**GOAL OF THE EXERCISE:** Edit the rows below so that "lane-count record" reads "traffic survey record" in every one, changing nothing else. Leave the pictures out of what you return.

++++++++

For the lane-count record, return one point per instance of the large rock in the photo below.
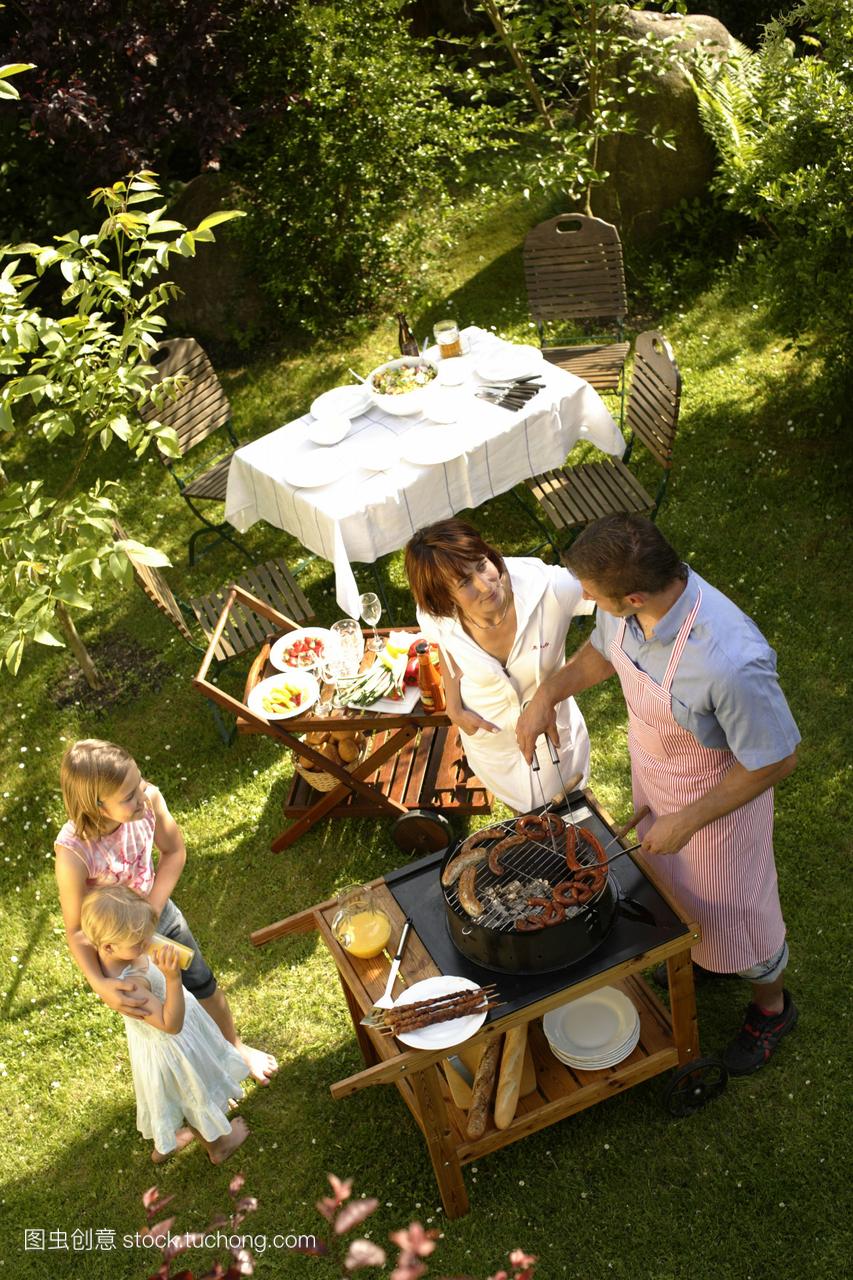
(220, 304)
(646, 179)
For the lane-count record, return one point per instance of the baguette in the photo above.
(483, 1089)
(471, 1055)
(528, 1073)
(460, 1088)
(510, 1078)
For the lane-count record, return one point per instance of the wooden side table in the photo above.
(418, 755)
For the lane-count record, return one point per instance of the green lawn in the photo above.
(753, 1187)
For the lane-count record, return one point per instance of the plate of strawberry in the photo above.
(304, 648)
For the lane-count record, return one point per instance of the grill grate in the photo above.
(533, 865)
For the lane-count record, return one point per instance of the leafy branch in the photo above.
(80, 378)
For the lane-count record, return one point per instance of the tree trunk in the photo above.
(77, 647)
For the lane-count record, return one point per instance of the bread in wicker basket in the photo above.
(343, 746)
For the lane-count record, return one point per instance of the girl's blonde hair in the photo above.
(91, 769)
(117, 914)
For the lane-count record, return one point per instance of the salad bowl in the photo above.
(398, 385)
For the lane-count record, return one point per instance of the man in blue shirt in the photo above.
(710, 735)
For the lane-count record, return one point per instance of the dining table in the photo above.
(391, 475)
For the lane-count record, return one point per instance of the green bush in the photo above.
(784, 131)
(359, 128)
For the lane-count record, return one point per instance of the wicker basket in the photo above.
(322, 781)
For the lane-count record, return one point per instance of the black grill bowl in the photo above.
(543, 951)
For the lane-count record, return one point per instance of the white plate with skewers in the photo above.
(439, 1034)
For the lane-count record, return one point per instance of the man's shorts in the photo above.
(769, 969)
(197, 977)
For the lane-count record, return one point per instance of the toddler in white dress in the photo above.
(185, 1072)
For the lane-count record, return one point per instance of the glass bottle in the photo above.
(429, 681)
(360, 926)
(405, 337)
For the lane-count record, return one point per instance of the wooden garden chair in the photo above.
(199, 411)
(270, 583)
(573, 269)
(573, 497)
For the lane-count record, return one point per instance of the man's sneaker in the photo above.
(699, 974)
(756, 1042)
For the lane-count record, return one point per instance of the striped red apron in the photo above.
(725, 876)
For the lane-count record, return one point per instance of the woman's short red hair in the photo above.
(438, 557)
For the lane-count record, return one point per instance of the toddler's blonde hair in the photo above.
(117, 914)
(91, 769)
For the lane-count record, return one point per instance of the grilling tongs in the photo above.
(619, 833)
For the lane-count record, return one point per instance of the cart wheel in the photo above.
(694, 1086)
(422, 832)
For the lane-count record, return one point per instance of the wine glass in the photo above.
(372, 612)
(329, 671)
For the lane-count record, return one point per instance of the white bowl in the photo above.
(329, 429)
(406, 402)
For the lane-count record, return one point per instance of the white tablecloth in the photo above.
(364, 516)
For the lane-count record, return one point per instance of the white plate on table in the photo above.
(377, 455)
(351, 401)
(278, 653)
(507, 361)
(295, 677)
(392, 705)
(441, 1034)
(315, 466)
(593, 1027)
(600, 1064)
(428, 446)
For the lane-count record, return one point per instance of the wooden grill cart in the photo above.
(669, 1038)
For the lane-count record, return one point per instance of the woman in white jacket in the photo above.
(501, 627)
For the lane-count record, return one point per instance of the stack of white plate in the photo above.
(594, 1031)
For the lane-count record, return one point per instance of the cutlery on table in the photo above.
(386, 999)
(509, 397)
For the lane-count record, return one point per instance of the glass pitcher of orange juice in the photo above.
(360, 924)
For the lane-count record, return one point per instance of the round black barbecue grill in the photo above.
(532, 869)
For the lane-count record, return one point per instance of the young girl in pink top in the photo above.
(114, 821)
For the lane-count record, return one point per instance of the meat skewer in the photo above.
(442, 1015)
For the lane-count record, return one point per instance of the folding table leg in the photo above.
(439, 1141)
(368, 1051)
(685, 1028)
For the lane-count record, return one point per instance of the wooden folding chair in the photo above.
(199, 411)
(573, 269)
(272, 583)
(573, 497)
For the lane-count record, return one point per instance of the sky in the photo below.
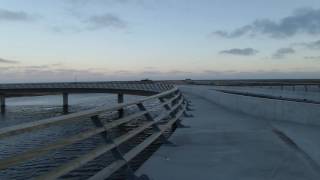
(102, 40)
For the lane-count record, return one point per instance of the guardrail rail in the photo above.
(172, 105)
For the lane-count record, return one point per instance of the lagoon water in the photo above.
(26, 109)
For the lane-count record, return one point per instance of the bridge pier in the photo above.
(120, 100)
(2, 103)
(65, 102)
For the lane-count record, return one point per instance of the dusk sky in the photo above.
(96, 40)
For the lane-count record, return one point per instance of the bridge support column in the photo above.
(2, 103)
(120, 100)
(65, 102)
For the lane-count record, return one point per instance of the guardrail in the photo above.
(171, 102)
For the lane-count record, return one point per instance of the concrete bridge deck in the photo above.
(226, 145)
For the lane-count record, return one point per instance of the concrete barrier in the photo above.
(270, 109)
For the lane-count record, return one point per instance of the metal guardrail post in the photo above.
(65, 97)
(120, 100)
(115, 151)
(2, 103)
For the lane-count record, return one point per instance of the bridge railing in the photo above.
(171, 102)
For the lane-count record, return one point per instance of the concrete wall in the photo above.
(260, 107)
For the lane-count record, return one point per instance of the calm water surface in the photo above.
(26, 109)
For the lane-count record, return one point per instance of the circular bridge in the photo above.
(100, 143)
(144, 88)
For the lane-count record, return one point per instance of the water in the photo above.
(26, 109)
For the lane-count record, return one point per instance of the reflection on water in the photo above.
(27, 109)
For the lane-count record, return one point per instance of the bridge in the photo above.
(246, 131)
(120, 88)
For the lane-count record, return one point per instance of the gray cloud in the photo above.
(6, 15)
(311, 45)
(301, 21)
(7, 61)
(241, 52)
(105, 21)
(312, 57)
(282, 52)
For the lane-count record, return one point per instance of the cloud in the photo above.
(312, 57)
(6, 61)
(282, 52)
(241, 52)
(305, 21)
(104, 21)
(6, 15)
(311, 45)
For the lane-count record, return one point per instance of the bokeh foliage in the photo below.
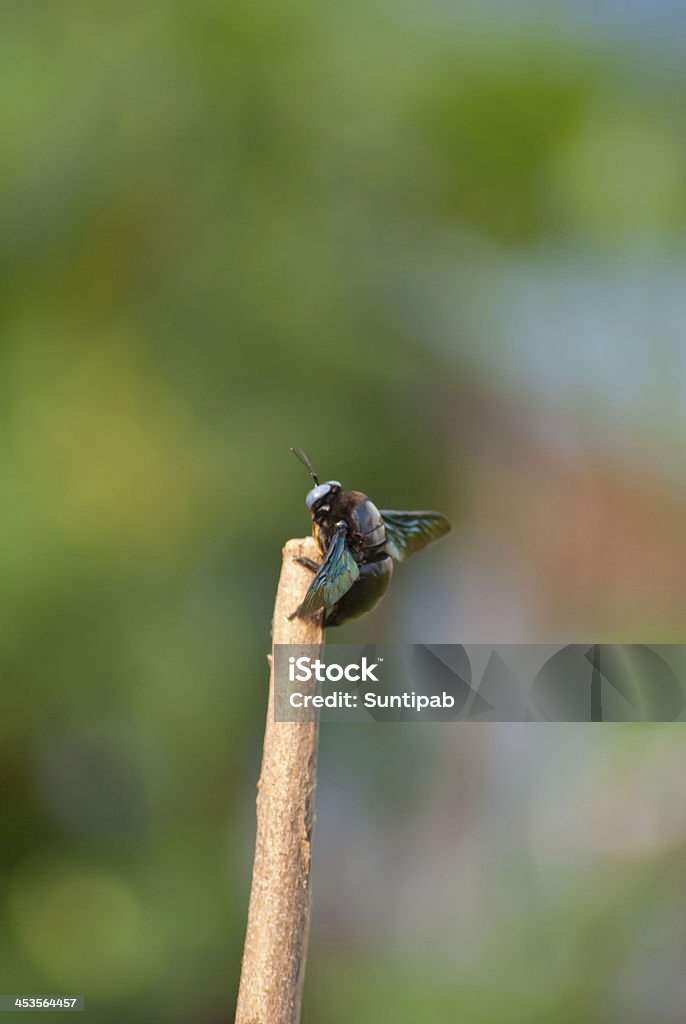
(229, 227)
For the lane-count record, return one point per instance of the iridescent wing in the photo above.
(333, 579)
(410, 531)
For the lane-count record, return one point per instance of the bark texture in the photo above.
(273, 961)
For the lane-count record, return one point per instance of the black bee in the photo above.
(358, 544)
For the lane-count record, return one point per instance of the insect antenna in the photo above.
(299, 454)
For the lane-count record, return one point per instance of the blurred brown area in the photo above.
(441, 247)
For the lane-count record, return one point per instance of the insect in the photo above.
(358, 543)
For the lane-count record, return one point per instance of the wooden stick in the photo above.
(273, 960)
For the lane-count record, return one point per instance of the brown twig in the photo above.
(273, 960)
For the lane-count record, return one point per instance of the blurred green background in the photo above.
(441, 247)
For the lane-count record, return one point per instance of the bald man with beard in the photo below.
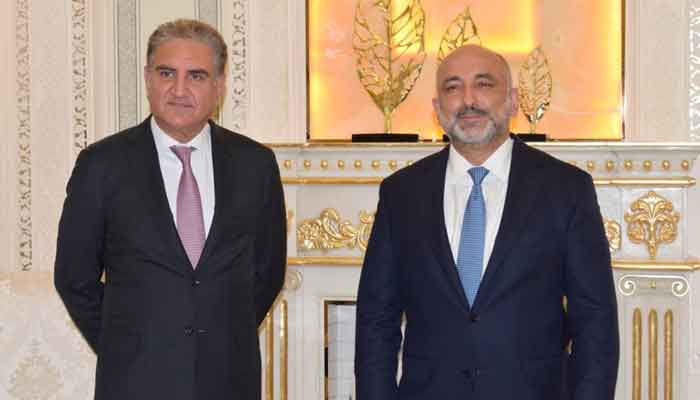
(476, 246)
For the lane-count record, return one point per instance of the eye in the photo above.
(485, 84)
(166, 73)
(449, 89)
(198, 76)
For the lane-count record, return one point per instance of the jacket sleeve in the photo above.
(270, 244)
(592, 305)
(379, 308)
(78, 266)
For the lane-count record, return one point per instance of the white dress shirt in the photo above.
(202, 168)
(458, 186)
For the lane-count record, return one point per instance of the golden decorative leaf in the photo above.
(613, 233)
(460, 32)
(330, 232)
(535, 87)
(652, 221)
(389, 45)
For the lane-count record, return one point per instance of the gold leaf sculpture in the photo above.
(652, 221)
(328, 232)
(389, 45)
(535, 87)
(460, 32)
(612, 232)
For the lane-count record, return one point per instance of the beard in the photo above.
(475, 135)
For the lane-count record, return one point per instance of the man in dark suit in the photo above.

++++++++

**FINAL RESULT:**
For the traffic survey record, return one point per instance of the large rock in the photo below.
(220, 304)
(646, 179)
For the traffic survey record, return one point per instance of the baguette in the photo above.
(483, 1089)
(471, 1055)
(528, 1073)
(460, 1088)
(510, 1078)
For the traffic survey record, return one point per instance of the wooden side table in the photo above.
(418, 755)
For the traffic survey record, return one point per instance of the green lawn in the photo above.
(753, 1187)
For the traffic survey record, return one point per instance of the plate of strawberry in the photo above.
(304, 648)
For the traffic survey record, return one point per instance of the grill grate in the photo above.
(533, 865)
For the traffic survey record, return one point per instance of the leafy branch in the photo above.
(80, 378)
For the traffic survey record, return one point per instance of the tree trunk in the photo above.
(77, 647)
For the traffic survey record, return one point per instance of the bread in wicker basket in the photo above.
(343, 746)
For the traffic survey record, return one point per instance of the girl's blonde hair in the photo above.
(91, 769)
(117, 914)
For the traffic survey record, return one point per instance of the salad bowl in the photo above.
(398, 385)
For the traffic survey record, return one point per instance of the man in blue shirt in the photo above.
(710, 735)
For the traffic survey record, return one point per instance of the dining table in the photo above.
(391, 475)
For the traffic survey record, return one point per instance of the green bush in the photo above.
(784, 131)
(359, 128)
For the traffic survey record, return one point per instance of the wicker basket in the photo above.
(322, 781)
For the traffic survey record, return one point per instance of the black grill bowl in the photo above.
(543, 951)
For the traffic survey record, return one point per instance of the white plate with skewers in the photo above.
(439, 1034)
For the traffic survey record, return one point per instance of the man's shorts in the photo above.
(769, 969)
(197, 977)
For the traffic survey record, return one point per instance of the toddler in white dress in the photo above.
(185, 1072)
For the traffic survey record, return one point per instance of the glass bottle in the photo above.
(429, 681)
(360, 926)
(405, 337)
For the traffic survey record, return one point per instance of the wooden garden chair in the photo above.
(199, 411)
(270, 583)
(573, 269)
(573, 497)
For the traffic survey record, return one point per instance of the man's sneaker in the photo above.
(699, 974)
(756, 1042)
For the traffic survey record, return one point per instance of the striped red apron in the photo above.
(725, 876)
For the traffic survey record, return one point per instance of the woman's short red hair in the photo above.
(438, 557)
For the traffic survey record, return one point per instance of the toddler's blonde hair in the photo above.
(117, 914)
(91, 769)
For the traffic survey record, return one point per instance of the grilling tongs in the photo above.
(619, 833)
For the traffic survey record, return one point per instance of the cart wheel in the photo above.
(694, 1086)
(422, 832)
For the traffic survey record, return one point per instance of the wine glass in the photo above.
(372, 612)
(329, 671)
For the traffic survey record, return one point per instance of the white bowl in the photo above.
(329, 429)
(406, 402)
For the traffic survey record, return one point per instance of the white tablecloth in the photo above.
(364, 516)
For the traffic survey record, return one point per instance of the white plate on table in the photo above.
(377, 455)
(351, 401)
(278, 653)
(507, 361)
(295, 677)
(392, 705)
(441, 1034)
(315, 466)
(593, 1027)
(600, 1064)
(428, 446)
For the traffic survey record, return one point per instance of the wooden grill cart in the photo above.
(669, 1038)
For the traffic survey record, return one point per instance of the woman in white jacket in the photo above.
(501, 627)
For the traffic survey record, return one point per instance of the stack of white plate in the photo above.
(594, 1031)
For the traffic survey record, return one point per instance of the cutlery on table in the photo above.
(386, 999)
(509, 397)
For the traffic survey record, return one point per instance of the glass pitcher of orange juice in the photo above.
(360, 924)
For the traffic survey record, return one point per instance of the round black barbecue grill in the photo above.
(532, 869)
For the traffic survey record, return one point per instance of the young girl in pink top in the photo above.
(114, 821)
For the traffic survey record, return one point per instance of the meat skewer in the photo above.
(442, 1015)
For the traffic survey record, return one point per instance of the folding table leg in the photo above.
(439, 1141)
(368, 1051)
(685, 1028)
For the traffic survey record, return one point per instance of the wooden folding chair in the photo above.
(199, 411)
(573, 269)
(272, 583)
(573, 497)
For the traffic survey record, return one point per instance of the sky in the photo below.
(102, 40)
For the traffic survey record, return one point per instance of the guardrail rail in the photo above.
(172, 105)
For the traffic survey record, return one point per instance of the lagoon water in the photo above.
(26, 109)
For the traffic survey record, return one point per instance of the bridge pier in the photo above.
(120, 100)
(2, 103)
(65, 102)
For the traffic survey record, return one point per instance of the dusk sky in the photo above.
(96, 40)
For the traffic survey record, return one point per instance of the bridge support column in the photo above.
(2, 103)
(120, 100)
(65, 102)
For the traffic survey record, return one point per instance of the guardrail in the photo above.
(171, 102)
For the traffic survey record, return one point per instance of the concrete bridge deck in the photo above.
(226, 145)
For the traffic survey record, return one point per instance of the concrete barrier in the photo above.
(270, 109)
For the traffic survey record, return one point per instance of the metal guardrail post in the photo above.
(65, 97)
(120, 100)
(115, 151)
(2, 103)
For the traffic survey record, return one point per instance of the bridge railing in the photo above.
(171, 102)
For the traffic survey record, return one point per instance of the concrete wall in the photo above.
(260, 107)
For the traffic survey record, return one point per instance of the calm water surface in the photo above.
(26, 109)
For the traffic survey record, return one point per instance of the circular bridge in the photo above.
(100, 143)
(144, 88)
For the traffic survey record, return one point per instance of the water in the photo above.
(26, 109)
For the traffic survey record, return one point per instance of the reflection on water in the photo above.
(27, 109)
For the traffic survey record, return one point per instance of the bridge in the photo above.
(246, 131)
(120, 88)
For the traffic survey record, return one point per instance of the gray cloud in the photo above.
(6, 15)
(311, 45)
(301, 21)
(7, 61)
(241, 52)
(105, 21)
(312, 57)
(282, 52)
For the traffic survey record, return one point per instance of the cloud in the photo above.
(312, 57)
(6, 61)
(282, 52)
(241, 52)
(305, 21)
(104, 21)
(6, 15)
(311, 45)
For the traffic survey record, return one point per instance of the bokeh foliage in the photo below.
(229, 227)
For the traffic survey record, return one point per instance of the iridescent wing in the photo above.
(333, 579)
(410, 531)
For the traffic survey record, return one point per instance of the bark texture in the photo above.
(273, 961)
For the traffic survey record, return one point per instance of the black bee in the photo above.
(358, 544)
For the traffic survey record, return one point per instance of the insect antenna in the photo above.
(299, 454)
For the traffic survey record, return one point per instance of the blurred brown area in the photo above.
(441, 247)
For the traffic survey record, return one point per instance of the insect in the photo above.
(358, 543)
For the traffic survey record, return one point per instance of the wooden stick in the photo above.
(273, 960)
For the traffic survey record, return one point per instance of the brown twig in the photo above.
(273, 960)
For the traffic survey record, return one point per instance of the blurred green background in the photo above.
(441, 247)
For the traffic survey record, return one point per instance of the bald man with beard in the photo below.
(476, 246)
For the traffic survey record, return one point per instance of the eye in the photo above.
(485, 84)
(166, 73)
(449, 89)
(198, 76)
For the traffic survey record, return one point per instance of the jacket sleeve in the photo above.
(270, 244)
(592, 305)
(379, 308)
(78, 266)
For the traffic survey record, return one point per instance of the white dress shirt in the photo above.
(202, 168)
(458, 186)
For the traffic survey record, return one point per instance of the golden decorative leaf in the photo above.
(613, 233)
(460, 32)
(330, 232)
(535, 87)
(652, 221)
(389, 45)
For the traffic survey record, return one point per instance of the gold leaf sculpture in the photo above.
(652, 221)
(328, 232)
(389, 45)
(535, 87)
(460, 32)
(612, 232)
For the traffic survey record, return one point per instance of the beard in the photo above.
(475, 135)
For the traffic survey record, return one point per instance of the man in dark suit in the photo above.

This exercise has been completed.